-- Begin Document --

Then there was Barbarella (1968), which seemed like One Million Years B.C. (1966), only instead of a scantily clad Raquel Welch finding herself in improbable situations involving dinosaurs, menacing cavemen, etc., there was a scantily clad Jane Fonda in even weirder situations involving motorized robot dolls trying to hack her up with small knives, some kind of giant sex-torture machine, lurid opponents, etc. In both cases, the only things worth a damn to me even then were Raquel and Jane in their interesting get-ups, such as the one pictured above. I guess that was enough -- it certainly was something.
There were tons of science fiction films in those days. Makes sense --we were in the middle of the space race, the arms race, Vietnam, all that scary Cold War business. Another one that sucked me in and left me scratching my head at the time was Journey to the Far Side of the Sun (1969). It was clearly some kind of Twilight Zone type mind game, either "real" or partly in the main astronaut's mind, and involved mirrors, mirror images, alternate realities, and all sorts of interesting things for a boy -- including stylishly attired future people and lots of campy cool atmosphere. I still don't know: was there a dual twin Earth hidden on the far side of the sun? Was the main dude simply mad, or had he gone crazy because he couldn't handle the mirror people? And furthermore, is this where Pink Floyd got their idea for the title of The Dark Side of the Moon (1973)? If there is an identical twin Earth, is it as creepy as an identical twin sister? The mirror thing was spooky to think about. It still is.

-- End Document --
-- Begin Given data --

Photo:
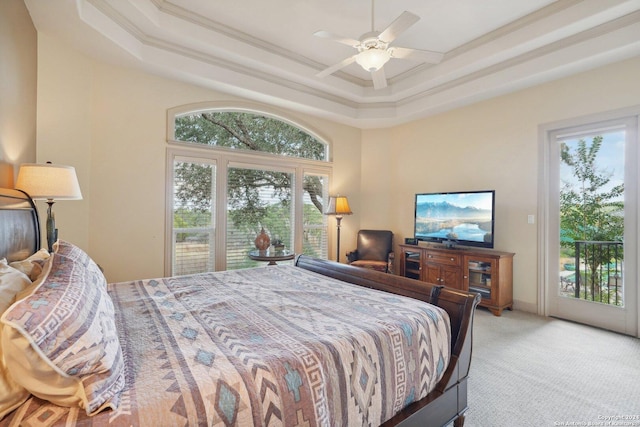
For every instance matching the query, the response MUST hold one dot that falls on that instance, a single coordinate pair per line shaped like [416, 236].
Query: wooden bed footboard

-- End Given data --

* _Stated task_: Transcribe the passage on 1960s science fiction films between "Then there was" and "certainly was something.", inclusive.

* _Task result_:
Then there was Barbarella (1968), which seemed like One Million Years B.C. (1966), only instead of a scantily clad Raquel Welch finding herself in improbable situations involving dinosaurs, menacing cavemen, etc., there was a scantily clad Jane Fonda in even weirder situations involving motorized robot dolls trying to hack her up with small knives, some kind of giant sex-torture machine, lurid opponents, etc. In both cases, the only things worth a damn to me even then were Raquel and Jane in their interesting get-ups, such as the one pictured above. I guess that was enough -- it certainly was something.